[Entries from an annotation dataset]
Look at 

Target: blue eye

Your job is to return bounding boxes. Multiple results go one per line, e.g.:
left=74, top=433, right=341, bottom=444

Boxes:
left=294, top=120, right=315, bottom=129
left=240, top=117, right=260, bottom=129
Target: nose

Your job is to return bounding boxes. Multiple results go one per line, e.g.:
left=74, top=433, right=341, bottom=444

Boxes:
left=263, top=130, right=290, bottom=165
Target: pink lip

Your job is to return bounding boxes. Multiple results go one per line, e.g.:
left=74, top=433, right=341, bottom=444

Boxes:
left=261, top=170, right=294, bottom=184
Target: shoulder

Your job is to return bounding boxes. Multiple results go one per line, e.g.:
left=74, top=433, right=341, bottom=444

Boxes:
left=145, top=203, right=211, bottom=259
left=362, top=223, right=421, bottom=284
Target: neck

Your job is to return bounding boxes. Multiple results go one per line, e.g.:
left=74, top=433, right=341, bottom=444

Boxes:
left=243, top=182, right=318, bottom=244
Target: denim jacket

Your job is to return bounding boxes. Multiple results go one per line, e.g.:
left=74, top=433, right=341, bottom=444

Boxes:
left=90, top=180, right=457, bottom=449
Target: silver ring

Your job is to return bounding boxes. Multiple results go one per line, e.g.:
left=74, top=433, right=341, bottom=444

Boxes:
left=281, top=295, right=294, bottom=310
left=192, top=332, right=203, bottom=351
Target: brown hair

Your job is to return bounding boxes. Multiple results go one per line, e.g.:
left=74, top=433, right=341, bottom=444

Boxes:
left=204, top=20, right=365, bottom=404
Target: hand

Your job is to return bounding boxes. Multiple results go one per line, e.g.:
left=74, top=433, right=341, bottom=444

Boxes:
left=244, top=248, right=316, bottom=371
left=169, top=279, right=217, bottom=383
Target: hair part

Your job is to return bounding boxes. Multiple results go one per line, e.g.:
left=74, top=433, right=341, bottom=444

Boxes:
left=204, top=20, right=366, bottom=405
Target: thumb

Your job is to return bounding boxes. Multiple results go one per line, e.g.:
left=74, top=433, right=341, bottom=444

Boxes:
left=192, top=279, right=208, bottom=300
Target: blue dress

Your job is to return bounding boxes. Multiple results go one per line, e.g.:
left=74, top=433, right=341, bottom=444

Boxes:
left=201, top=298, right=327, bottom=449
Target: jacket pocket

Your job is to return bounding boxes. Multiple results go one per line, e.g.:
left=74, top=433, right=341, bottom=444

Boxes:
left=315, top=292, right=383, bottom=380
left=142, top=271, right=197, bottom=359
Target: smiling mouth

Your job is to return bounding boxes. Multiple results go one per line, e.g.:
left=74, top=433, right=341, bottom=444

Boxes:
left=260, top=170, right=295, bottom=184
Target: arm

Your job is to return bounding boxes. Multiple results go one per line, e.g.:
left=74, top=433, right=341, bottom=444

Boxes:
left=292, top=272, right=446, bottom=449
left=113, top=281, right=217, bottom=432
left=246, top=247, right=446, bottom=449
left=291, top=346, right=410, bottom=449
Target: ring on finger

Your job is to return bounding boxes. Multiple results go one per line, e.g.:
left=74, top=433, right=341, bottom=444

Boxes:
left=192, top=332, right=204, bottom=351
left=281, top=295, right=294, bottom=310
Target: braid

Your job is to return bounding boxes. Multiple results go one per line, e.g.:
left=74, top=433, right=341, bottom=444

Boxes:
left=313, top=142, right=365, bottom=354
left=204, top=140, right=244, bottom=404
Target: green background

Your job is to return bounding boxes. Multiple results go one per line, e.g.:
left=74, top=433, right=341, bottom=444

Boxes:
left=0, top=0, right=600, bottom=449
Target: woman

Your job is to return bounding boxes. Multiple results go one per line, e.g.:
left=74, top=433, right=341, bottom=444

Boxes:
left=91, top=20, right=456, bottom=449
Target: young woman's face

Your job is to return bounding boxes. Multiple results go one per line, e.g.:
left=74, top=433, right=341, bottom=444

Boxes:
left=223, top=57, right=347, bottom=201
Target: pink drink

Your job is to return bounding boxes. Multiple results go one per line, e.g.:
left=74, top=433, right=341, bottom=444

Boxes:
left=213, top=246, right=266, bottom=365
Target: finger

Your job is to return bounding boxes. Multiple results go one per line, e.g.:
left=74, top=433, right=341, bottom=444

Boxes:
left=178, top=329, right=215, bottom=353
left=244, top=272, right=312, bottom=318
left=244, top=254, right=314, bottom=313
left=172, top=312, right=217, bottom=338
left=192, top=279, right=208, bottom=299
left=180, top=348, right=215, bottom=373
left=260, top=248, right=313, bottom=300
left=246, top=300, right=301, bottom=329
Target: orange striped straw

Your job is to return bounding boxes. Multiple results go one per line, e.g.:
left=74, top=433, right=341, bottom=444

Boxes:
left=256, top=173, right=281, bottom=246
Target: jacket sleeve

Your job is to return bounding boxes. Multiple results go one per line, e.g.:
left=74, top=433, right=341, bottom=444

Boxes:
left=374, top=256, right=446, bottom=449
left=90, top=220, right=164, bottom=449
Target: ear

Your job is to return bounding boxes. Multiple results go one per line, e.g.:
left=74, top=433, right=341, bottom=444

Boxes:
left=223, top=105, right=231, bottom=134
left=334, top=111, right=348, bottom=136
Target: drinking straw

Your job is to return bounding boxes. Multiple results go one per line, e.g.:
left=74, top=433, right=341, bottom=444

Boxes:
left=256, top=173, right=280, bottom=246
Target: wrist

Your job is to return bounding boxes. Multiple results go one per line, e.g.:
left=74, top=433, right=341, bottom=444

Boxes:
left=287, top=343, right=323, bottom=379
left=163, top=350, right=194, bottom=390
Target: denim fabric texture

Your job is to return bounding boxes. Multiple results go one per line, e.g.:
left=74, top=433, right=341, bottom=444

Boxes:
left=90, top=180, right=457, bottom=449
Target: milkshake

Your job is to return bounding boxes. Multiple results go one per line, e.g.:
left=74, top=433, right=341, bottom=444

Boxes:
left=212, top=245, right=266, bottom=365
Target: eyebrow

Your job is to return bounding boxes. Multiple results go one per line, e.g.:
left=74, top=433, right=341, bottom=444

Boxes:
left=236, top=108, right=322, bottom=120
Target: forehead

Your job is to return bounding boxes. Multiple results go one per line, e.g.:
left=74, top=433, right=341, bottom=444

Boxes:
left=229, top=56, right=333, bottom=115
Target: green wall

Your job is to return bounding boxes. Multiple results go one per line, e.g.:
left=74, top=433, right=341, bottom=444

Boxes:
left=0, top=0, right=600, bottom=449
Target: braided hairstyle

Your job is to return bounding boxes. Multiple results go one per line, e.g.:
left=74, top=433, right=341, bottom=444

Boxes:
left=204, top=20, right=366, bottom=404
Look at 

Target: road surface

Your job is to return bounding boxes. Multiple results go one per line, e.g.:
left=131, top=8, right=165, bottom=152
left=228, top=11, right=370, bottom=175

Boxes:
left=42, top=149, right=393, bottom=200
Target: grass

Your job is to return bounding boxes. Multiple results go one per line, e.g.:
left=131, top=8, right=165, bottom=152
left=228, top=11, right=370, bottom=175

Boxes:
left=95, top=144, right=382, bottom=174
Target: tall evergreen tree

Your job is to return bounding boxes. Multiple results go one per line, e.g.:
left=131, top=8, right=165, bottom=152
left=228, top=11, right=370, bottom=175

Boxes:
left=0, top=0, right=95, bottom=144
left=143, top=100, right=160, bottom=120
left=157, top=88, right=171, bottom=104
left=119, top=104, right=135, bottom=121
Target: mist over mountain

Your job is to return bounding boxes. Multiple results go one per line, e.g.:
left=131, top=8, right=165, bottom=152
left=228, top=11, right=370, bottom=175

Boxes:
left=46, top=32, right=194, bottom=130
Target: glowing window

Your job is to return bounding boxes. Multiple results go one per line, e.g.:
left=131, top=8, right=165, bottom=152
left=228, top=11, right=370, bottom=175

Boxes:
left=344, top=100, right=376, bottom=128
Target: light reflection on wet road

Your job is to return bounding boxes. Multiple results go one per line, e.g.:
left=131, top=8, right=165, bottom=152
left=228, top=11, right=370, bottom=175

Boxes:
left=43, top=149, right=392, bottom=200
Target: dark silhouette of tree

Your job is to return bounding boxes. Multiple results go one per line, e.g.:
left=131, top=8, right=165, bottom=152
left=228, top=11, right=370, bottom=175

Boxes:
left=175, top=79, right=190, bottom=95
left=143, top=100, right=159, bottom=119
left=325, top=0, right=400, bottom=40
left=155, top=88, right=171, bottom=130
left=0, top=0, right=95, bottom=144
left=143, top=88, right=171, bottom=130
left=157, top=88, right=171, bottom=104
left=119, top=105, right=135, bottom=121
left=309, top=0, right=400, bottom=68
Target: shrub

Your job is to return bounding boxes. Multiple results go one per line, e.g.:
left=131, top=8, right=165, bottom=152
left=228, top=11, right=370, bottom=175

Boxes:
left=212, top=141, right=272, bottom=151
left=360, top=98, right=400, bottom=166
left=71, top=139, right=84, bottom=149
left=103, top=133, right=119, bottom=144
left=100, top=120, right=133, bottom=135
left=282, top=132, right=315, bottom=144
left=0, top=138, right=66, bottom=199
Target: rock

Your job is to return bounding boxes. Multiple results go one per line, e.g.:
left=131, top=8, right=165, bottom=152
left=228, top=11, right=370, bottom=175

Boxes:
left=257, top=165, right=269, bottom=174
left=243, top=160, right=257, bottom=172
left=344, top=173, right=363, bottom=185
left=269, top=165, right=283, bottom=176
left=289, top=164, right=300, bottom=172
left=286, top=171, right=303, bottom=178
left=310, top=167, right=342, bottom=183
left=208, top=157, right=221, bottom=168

==

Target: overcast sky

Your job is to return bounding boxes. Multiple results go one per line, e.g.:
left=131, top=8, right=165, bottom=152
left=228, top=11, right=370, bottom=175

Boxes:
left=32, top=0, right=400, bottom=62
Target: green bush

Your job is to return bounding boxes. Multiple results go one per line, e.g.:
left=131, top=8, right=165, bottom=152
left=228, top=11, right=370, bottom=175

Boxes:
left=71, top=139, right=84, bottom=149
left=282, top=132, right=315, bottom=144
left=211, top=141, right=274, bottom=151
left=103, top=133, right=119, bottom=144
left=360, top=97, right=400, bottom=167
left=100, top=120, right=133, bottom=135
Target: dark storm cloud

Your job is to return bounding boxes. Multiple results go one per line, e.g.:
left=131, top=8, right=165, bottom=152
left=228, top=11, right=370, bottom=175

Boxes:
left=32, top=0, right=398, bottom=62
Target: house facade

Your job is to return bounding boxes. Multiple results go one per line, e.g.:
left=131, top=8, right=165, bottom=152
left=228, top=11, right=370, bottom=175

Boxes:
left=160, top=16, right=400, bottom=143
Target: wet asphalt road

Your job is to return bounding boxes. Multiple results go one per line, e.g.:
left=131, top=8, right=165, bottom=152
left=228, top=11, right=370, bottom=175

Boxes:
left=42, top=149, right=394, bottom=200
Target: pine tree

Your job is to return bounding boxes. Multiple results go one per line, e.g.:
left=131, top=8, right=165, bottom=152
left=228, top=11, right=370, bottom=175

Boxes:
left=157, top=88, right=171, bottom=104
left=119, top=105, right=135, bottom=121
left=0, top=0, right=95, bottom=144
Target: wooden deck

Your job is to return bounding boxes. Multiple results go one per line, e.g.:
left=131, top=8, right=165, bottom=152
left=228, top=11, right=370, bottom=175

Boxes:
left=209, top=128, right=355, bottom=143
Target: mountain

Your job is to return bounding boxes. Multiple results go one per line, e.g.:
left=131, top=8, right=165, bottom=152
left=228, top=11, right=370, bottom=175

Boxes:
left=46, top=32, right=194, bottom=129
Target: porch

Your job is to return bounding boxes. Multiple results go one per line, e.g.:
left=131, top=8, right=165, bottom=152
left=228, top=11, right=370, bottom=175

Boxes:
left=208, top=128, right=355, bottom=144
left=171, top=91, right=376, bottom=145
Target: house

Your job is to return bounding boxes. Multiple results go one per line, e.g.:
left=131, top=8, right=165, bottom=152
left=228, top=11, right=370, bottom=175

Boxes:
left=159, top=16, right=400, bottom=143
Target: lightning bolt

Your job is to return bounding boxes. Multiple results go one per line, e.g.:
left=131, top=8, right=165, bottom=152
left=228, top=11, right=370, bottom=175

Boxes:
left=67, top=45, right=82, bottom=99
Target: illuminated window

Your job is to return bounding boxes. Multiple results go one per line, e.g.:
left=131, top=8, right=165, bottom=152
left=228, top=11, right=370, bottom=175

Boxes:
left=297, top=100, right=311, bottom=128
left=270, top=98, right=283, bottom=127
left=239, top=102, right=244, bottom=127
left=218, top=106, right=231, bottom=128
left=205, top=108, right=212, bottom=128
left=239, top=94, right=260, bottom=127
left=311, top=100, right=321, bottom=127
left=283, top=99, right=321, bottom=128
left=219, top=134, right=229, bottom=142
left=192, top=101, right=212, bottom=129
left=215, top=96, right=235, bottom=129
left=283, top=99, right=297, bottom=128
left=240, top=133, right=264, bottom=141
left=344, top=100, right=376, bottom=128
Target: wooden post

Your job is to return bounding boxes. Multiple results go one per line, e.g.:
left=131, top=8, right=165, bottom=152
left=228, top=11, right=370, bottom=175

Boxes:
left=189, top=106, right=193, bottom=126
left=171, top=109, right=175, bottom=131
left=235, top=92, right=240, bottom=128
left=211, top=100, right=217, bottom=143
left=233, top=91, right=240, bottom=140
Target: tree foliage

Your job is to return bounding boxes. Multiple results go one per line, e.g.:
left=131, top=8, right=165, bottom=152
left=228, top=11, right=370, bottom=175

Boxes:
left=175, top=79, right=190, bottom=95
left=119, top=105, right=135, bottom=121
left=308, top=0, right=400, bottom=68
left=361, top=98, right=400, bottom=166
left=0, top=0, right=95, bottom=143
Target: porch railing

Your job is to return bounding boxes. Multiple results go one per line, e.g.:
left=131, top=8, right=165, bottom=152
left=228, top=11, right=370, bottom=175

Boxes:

- [WHAT THE EXERCISE ASKS]: Copy out the material character for character, from the line containing "Target: nose" through the line containing "left=192, top=332, right=203, bottom=351", including both of those lines.

- [WRITTEN RESPONSE]:
Target: nose

Your job is to return bounding boxes. Multiple results go one per line, e.g.:
left=74, top=433, right=341, bottom=444

Boxes:
left=263, top=130, right=290, bottom=165
Target: pink lip

Your job is to return bounding boxes. Multiple results go one per line, e.g.:
left=74, top=433, right=341, bottom=444

Boxes:
left=261, top=170, right=294, bottom=184
Target: shoulder

Your job is to return bounding boxes. Multiple results go one per line, e.g.:
left=74, top=433, right=341, bottom=444

Boxes:
left=145, top=203, right=211, bottom=259
left=362, top=223, right=421, bottom=284
Target: neck

Your job is to return bounding boxes. Multiple results go one per line, e.g.:
left=74, top=433, right=341, bottom=444

Boxes:
left=243, top=182, right=318, bottom=244
Target: denim jacket

Your job is to return bounding boxes. Multiple results go one per line, e.g.:
left=74, top=433, right=341, bottom=444

Boxes:
left=90, top=180, right=457, bottom=449
Target: silver ring

Your job is to return bounding boxes. Multiple results go one per line, e.g.:
left=74, top=433, right=341, bottom=444

Boxes:
left=281, top=295, right=294, bottom=310
left=192, top=332, right=203, bottom=351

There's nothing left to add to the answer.